** start Document excerpt **

Several
weeks ago there was a momentary tizzy when Georgia Walker, a Catholic woman,
was ordained. The Kansas City Star and the National Catholic Reporter
proclaimed her to be the first Kansas City woman to be ordained a Catholic
priest.
Actually,
a different Kansas City woman, Katrina van Alstyne Welles Swanson was ordained
as a Catholic priest on July 29, 1974, over 40 years before Georgia
Walker. On that solemn morning, in front a congregation of two
thousand, she was presented for ordination as a priest in Christ’s holy Catholic
Church, just as Georgia Walker was presented recently. Katrina Swanson
was ordained by three bishops. One of them was her father, the Rt. Rev.
Edward R. Welles, Bishop of West Missouri.

** end Document excerpt **
** start Raw records **

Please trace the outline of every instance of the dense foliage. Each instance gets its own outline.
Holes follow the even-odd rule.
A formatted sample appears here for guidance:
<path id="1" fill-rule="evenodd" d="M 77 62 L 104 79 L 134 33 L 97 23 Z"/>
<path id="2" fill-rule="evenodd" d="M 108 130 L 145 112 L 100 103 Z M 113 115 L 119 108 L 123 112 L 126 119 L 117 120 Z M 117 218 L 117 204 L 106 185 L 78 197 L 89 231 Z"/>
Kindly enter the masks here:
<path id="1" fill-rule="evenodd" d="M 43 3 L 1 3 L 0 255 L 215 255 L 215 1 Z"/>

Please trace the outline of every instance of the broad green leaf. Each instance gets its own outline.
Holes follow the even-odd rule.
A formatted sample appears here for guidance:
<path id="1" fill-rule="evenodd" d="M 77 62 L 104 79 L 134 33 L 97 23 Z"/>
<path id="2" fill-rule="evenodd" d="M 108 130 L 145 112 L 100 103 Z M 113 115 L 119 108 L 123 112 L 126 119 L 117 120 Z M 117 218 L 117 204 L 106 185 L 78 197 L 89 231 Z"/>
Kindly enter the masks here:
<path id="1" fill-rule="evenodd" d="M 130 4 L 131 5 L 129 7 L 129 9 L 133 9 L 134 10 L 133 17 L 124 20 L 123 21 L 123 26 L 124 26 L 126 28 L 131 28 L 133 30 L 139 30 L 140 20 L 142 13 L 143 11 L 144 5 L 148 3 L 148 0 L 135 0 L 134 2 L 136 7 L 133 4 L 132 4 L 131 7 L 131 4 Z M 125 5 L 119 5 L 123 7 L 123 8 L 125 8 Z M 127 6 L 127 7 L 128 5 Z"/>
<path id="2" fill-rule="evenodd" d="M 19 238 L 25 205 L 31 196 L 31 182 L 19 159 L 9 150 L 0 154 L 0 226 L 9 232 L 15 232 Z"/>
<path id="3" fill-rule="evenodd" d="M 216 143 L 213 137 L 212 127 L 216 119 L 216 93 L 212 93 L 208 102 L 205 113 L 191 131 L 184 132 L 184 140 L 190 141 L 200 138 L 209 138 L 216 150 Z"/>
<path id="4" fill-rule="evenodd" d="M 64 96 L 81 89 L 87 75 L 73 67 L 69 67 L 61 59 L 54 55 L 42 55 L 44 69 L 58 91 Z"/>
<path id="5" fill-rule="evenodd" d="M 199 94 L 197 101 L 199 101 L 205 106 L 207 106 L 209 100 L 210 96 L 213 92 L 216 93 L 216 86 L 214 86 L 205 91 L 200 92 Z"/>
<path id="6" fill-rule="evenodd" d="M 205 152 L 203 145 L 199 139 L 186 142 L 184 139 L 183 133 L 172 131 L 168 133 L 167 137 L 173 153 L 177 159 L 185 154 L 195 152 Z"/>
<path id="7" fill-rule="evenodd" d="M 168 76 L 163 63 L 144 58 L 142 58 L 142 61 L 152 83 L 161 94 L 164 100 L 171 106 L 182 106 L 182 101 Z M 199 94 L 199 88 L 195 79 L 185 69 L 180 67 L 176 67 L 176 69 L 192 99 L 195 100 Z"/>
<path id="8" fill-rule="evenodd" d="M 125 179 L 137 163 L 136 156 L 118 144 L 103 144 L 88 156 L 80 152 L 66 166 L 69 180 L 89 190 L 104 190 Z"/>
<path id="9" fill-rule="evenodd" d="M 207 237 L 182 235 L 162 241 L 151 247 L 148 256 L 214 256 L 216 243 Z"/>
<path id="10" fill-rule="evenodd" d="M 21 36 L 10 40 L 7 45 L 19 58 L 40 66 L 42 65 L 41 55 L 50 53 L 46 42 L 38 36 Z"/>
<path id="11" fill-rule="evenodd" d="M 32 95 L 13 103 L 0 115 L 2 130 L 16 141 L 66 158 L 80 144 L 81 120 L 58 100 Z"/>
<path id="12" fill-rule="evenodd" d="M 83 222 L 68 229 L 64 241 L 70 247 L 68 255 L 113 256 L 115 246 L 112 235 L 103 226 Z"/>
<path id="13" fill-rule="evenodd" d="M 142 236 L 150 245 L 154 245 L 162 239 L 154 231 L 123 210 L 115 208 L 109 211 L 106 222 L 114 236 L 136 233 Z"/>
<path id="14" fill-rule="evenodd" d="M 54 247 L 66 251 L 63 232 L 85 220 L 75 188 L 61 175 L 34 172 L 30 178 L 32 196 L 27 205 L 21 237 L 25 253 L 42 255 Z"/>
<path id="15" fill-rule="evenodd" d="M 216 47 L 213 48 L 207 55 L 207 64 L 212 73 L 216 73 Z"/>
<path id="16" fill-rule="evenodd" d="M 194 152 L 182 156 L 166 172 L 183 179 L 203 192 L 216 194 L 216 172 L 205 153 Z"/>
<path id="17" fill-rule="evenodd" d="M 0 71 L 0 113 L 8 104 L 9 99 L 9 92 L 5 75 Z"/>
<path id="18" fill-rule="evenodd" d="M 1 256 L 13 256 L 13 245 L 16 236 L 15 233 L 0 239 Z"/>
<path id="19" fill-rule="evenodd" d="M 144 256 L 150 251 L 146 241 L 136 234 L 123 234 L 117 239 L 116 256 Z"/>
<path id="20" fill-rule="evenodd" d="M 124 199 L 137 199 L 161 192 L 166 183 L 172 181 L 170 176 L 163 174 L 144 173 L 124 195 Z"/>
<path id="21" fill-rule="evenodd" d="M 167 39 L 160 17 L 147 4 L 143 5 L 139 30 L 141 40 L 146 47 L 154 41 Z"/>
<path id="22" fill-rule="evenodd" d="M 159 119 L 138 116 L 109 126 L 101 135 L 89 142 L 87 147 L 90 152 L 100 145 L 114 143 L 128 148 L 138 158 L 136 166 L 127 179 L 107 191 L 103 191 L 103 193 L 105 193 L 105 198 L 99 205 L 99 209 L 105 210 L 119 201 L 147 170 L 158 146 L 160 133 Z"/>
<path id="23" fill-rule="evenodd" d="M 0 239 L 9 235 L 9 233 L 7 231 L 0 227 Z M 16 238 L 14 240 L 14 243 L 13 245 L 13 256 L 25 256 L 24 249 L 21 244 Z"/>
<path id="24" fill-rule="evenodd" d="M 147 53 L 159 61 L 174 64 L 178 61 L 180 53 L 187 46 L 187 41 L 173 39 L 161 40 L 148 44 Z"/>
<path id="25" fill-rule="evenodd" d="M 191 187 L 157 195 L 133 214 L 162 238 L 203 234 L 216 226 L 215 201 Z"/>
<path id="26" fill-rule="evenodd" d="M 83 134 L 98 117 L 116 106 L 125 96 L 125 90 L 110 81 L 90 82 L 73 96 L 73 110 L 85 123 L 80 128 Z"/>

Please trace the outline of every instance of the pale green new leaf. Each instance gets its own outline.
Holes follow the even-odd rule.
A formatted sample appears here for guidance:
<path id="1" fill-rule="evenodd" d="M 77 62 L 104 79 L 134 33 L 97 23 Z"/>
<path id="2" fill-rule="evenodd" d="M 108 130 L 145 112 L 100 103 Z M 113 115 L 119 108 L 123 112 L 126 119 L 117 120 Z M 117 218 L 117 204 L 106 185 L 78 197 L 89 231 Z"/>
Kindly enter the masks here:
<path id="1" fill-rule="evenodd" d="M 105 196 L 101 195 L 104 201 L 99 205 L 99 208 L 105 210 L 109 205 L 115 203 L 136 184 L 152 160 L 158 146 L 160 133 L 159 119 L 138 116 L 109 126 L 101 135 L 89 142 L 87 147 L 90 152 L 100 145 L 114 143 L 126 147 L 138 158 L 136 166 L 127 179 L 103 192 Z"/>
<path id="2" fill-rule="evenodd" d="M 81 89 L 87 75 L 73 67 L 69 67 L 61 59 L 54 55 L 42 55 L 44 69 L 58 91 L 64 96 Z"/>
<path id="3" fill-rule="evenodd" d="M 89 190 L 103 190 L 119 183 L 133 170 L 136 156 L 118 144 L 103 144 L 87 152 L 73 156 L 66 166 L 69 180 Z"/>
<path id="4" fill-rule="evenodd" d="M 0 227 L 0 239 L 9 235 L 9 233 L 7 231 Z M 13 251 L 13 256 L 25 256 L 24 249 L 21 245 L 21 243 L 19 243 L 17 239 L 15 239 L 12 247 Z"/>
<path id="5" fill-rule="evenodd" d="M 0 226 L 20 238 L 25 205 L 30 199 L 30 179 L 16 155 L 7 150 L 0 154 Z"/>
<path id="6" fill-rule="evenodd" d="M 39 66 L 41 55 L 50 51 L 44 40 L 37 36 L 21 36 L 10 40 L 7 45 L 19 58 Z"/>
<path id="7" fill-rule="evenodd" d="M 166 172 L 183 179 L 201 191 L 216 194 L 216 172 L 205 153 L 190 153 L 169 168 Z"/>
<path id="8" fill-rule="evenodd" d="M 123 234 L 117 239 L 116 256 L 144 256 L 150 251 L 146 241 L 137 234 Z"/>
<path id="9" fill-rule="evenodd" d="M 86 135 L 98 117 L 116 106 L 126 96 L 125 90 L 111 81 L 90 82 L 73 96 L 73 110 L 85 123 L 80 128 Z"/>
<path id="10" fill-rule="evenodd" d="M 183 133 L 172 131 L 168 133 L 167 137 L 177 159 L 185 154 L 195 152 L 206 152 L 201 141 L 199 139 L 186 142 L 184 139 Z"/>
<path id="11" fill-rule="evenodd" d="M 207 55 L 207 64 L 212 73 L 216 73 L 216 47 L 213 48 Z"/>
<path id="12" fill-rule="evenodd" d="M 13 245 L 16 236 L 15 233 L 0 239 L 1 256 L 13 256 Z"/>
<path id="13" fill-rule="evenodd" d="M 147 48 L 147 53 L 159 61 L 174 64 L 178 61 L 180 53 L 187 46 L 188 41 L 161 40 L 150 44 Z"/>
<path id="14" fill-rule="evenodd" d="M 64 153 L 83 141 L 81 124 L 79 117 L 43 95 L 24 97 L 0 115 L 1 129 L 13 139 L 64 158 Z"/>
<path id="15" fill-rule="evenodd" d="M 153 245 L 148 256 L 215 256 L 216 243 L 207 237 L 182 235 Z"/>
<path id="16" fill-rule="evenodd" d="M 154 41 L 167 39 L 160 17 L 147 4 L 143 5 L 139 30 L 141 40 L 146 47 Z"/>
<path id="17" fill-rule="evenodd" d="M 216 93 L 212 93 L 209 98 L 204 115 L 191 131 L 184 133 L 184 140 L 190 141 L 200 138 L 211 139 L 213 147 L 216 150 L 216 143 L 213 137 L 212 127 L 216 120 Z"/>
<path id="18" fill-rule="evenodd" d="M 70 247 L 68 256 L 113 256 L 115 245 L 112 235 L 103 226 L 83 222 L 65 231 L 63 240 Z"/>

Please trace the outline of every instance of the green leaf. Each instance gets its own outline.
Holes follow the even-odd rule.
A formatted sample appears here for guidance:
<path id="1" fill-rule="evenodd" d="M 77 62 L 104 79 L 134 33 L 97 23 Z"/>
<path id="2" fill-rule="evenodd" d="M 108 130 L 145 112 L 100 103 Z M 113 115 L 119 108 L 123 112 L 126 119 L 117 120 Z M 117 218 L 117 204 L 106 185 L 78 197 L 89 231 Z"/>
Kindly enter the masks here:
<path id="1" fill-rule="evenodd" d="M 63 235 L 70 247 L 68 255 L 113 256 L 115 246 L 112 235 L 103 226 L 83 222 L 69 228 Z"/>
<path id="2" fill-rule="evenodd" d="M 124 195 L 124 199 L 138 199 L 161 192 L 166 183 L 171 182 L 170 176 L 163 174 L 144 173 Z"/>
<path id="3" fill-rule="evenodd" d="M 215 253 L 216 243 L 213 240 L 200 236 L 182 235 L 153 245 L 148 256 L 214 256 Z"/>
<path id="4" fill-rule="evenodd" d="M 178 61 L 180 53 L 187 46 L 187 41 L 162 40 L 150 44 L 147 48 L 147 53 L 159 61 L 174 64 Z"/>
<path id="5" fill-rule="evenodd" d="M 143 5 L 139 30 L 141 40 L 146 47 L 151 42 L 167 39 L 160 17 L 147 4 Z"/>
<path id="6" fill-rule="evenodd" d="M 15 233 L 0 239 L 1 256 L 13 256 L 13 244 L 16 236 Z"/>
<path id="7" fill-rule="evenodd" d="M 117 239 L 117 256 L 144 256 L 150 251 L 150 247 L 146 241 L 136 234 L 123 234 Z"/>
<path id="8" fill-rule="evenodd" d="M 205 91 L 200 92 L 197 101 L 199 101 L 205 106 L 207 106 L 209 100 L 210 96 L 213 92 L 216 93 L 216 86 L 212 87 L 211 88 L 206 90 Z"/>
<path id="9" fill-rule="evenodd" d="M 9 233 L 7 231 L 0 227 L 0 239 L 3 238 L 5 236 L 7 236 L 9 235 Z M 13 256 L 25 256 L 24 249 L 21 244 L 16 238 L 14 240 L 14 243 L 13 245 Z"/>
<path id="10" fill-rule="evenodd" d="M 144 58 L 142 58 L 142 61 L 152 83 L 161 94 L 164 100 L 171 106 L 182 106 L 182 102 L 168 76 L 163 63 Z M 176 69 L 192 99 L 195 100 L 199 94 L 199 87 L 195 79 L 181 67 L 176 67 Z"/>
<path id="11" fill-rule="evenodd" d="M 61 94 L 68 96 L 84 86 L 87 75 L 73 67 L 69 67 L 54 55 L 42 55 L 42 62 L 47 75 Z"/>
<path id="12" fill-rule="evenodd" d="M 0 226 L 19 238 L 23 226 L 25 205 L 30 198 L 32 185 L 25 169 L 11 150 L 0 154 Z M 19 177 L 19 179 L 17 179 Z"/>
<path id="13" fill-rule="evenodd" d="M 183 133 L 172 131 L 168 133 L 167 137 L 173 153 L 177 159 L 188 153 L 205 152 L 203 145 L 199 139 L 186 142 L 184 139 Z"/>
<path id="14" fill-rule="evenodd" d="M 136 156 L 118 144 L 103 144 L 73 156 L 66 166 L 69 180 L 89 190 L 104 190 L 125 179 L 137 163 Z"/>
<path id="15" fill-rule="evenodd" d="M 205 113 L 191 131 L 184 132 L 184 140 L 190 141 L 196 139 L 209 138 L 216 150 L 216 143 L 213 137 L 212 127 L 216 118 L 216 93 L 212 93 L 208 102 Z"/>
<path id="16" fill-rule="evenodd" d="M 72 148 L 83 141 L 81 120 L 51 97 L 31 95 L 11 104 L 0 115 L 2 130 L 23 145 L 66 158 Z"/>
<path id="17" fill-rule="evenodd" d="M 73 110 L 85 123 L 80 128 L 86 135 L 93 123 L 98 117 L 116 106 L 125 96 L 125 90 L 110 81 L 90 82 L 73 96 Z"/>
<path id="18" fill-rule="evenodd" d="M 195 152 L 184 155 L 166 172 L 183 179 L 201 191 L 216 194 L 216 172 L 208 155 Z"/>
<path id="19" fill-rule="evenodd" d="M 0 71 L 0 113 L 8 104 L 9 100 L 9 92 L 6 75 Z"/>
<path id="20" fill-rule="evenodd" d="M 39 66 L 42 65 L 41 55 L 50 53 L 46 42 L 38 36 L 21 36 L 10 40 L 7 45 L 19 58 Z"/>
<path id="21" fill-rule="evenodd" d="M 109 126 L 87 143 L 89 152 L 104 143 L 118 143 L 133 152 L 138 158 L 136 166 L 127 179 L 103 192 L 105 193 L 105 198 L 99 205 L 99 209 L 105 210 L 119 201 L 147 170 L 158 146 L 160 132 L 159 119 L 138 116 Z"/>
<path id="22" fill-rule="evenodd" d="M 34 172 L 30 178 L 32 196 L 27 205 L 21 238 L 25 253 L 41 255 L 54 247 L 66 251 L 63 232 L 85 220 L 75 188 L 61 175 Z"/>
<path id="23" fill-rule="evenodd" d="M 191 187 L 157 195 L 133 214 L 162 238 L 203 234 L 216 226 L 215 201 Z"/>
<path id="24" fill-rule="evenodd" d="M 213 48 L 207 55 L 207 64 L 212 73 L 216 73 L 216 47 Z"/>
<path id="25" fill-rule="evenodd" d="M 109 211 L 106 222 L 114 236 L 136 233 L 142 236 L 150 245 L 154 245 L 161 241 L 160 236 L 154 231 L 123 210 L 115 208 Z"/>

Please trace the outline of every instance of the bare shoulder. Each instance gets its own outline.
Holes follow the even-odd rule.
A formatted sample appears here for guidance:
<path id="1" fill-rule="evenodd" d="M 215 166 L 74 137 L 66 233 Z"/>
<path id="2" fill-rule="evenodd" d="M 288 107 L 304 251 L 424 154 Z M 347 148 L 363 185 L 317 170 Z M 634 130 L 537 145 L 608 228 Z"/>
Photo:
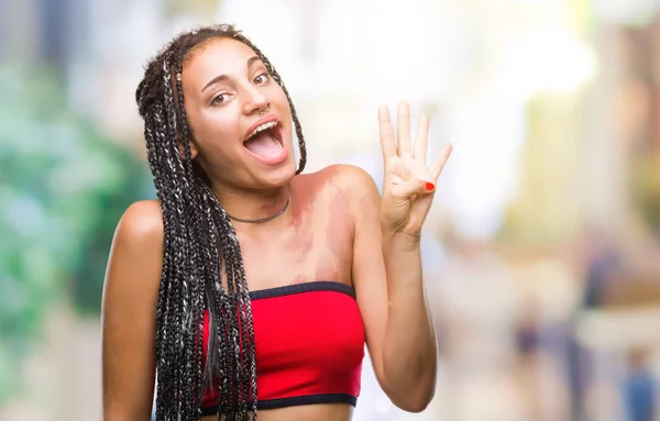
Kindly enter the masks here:
<path id="1" fill-rule="evenodd" d="M 364 193 L 377 193 L 377 187 L 373 177 L 355 165 L 334 164 L 320 169 L 317 173 L 308 175 L 309 177 L 319 178 L 323 181 L 329 181 L 331 185 L 343 191 L 362 196 Z"/>
<path id="2" fill-rule="evenodd" d="M 127 295 L 155 298 L 163 265 L 163 237 L 158 201 L 139 201 L 124 211 L 108 259 L 105 304 L 121 302 Z"/>
<path id="3" fill-rule="evenodd" d="M 163 211 L 157 200 L 131 204 L 121 217 L 114 242 L 125 246 L 158 246 L 163 242 Z"/>
<path id="4" fill-rule="evenodd" d="M 101 307 L 106 420 L 151 416 L 163 237 L 155 200 L 131 204 L 114 232 Z"/>

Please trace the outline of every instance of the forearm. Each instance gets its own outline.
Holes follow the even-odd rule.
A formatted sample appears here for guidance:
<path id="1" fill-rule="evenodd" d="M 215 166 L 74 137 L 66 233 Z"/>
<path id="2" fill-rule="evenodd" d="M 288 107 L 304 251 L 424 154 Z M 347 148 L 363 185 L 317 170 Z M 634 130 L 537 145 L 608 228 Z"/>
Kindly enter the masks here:
<path id="1" fill-rule="evenodd" d="M 388 395 L 408 410 L 424 409 L 433 396 L 436 334 L 421 274 L 419 237 L 383 239 L 389 309 L 383 346 Z"/>

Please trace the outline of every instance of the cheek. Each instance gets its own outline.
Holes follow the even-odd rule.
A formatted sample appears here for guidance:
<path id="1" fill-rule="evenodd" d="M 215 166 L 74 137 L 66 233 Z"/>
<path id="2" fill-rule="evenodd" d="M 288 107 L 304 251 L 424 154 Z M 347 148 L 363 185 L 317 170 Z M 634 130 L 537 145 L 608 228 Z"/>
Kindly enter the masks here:
<path id="1" fill-rule="evenodd" d="M 232 160 L 241 139 L 237 119 L 228 118 L 220 112 L 201 114 L 196 121 L 195 142 L 200 154 L 211 163 Z"/>

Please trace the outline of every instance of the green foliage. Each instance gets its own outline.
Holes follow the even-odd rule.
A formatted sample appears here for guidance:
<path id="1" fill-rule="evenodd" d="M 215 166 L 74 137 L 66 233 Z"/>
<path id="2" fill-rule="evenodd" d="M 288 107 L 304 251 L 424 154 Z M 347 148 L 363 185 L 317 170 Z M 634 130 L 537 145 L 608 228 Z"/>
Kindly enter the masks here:
<path id="1" fill-rule="evenodd" d="M 53 303 L 99 312 L 112 231 L 146 165 L 66 108 L 47 70 L 0 67 L 0 405 Z"/>

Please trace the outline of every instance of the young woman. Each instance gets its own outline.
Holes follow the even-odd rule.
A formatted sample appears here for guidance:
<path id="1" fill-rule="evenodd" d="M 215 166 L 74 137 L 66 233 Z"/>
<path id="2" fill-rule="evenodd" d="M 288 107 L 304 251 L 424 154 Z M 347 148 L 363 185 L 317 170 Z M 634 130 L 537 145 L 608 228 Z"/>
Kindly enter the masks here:
<path id="1" fill-rule="evenodd" d="M 451 147 L 426 165 L 409 110 L 378 110 L 383 198 L 362 169 L 302 175 L 296 110 L 230 25 L 172 41 L 136 101 L 157 201 L 117 228 L 102 310 L 103 419 L 348 421 L 364 344 L 399 408 L 421 411 L 436 339 L 419 237 Z M 296 131 L 300 162 L 293 148 Z"/>

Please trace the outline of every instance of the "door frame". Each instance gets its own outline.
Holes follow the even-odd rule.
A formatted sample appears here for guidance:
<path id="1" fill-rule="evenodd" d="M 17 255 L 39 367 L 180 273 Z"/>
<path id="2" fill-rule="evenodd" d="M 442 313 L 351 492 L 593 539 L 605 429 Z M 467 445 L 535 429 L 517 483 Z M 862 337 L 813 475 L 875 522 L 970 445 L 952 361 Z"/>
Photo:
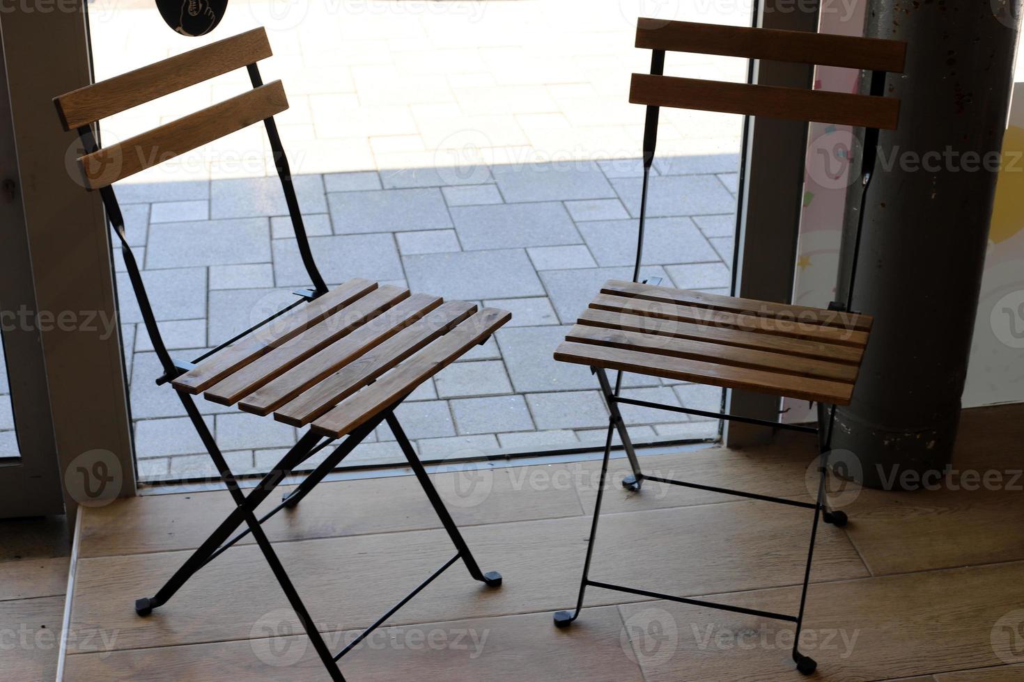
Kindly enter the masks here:
<path id="1" fill-rule="evenodd" d="M 48 11 L 16 3 L 0 12 L 12 133 L 4 143 L 12 140 L 14 151 L 4 158 L 17 165 L 3 168 L 15 191 L 0 211 L 23 232 L 9 256 L 18 262 L 17 295 L 39 313 L 35 337 L 17 334 L 9 347 L 8 362 L 27 374 L 11 392 L 23 463 L 0 472 L 0 517 L 40 511 L 18 488 L 33 466 L 46 474 L 45 499 L 59 495 L 70 519 L 79 504 L 135 494 L 110 230 L 98 194 L 76 172 L 78 137 L 62 131 L 52 103 L 91 81 L 83 3 L 63 0 Z"/>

** end Raw records **

*Stated task 1*. Using the passage above on the ordination of Kansas City women, decide whether each statement agrees with it: (a) Katrina Swanson was ordained more than 40 years before Georgia Walker; (b) Katrina Swanson was ordained by a single bishop; (c) about two hundred people attended Katrina Swanson's ordination. Answer yes or no for each and quote the words from the passage that decide it.
*Stated task 2*. Please carry on the passage about the ordination of Kansas City women from the point where it stops.

*Expected answer 1*.
(a) Yes: "over 40 years before Georgia Walker"
(b) No: "was ordained by three bishops"
(c) No: "in front a congregation of two thousand"

*Expected answer 2*.
Bishop
Welles, of course, was an Episcopalian. Almost everyone would recognize
that if Welles was Catholic, it was of a peculiar sort. Katrina and
Georgia, and the bishops that ordained them, share a kind of communion with the
Catholic Church because they share the same baptism. And perhaps the
Catholic Church would recognize that the historic episcopate maintained in the
Episcopal Church and claimed by the Womanpriest movement has a certain affinity
with essential Catholic structures. They may even claim to celebrate some
or all of the same sacraments and preach from the same bible. But Bishop
Welles would never have claimed the right to join the council of all the
Catholic bishops at Vatican II. Nor would he have ever claimed to believe or to
teach everything the Catholic Church believes and teaches. He may have
worn a cope and miter and have stood beside the local Catholic bishop, but he
would never have claimed to be in communion with him, or to celebrate the
sacraments for local Catholic parishioners. He could claim to be
Catholic, but only within the context of the meaning of that term as understood
by other Episcopalians. All of those ordained by him could only make a similar
limited claim. And the bishop who ordained Georgia Walker can only make a
similar claim.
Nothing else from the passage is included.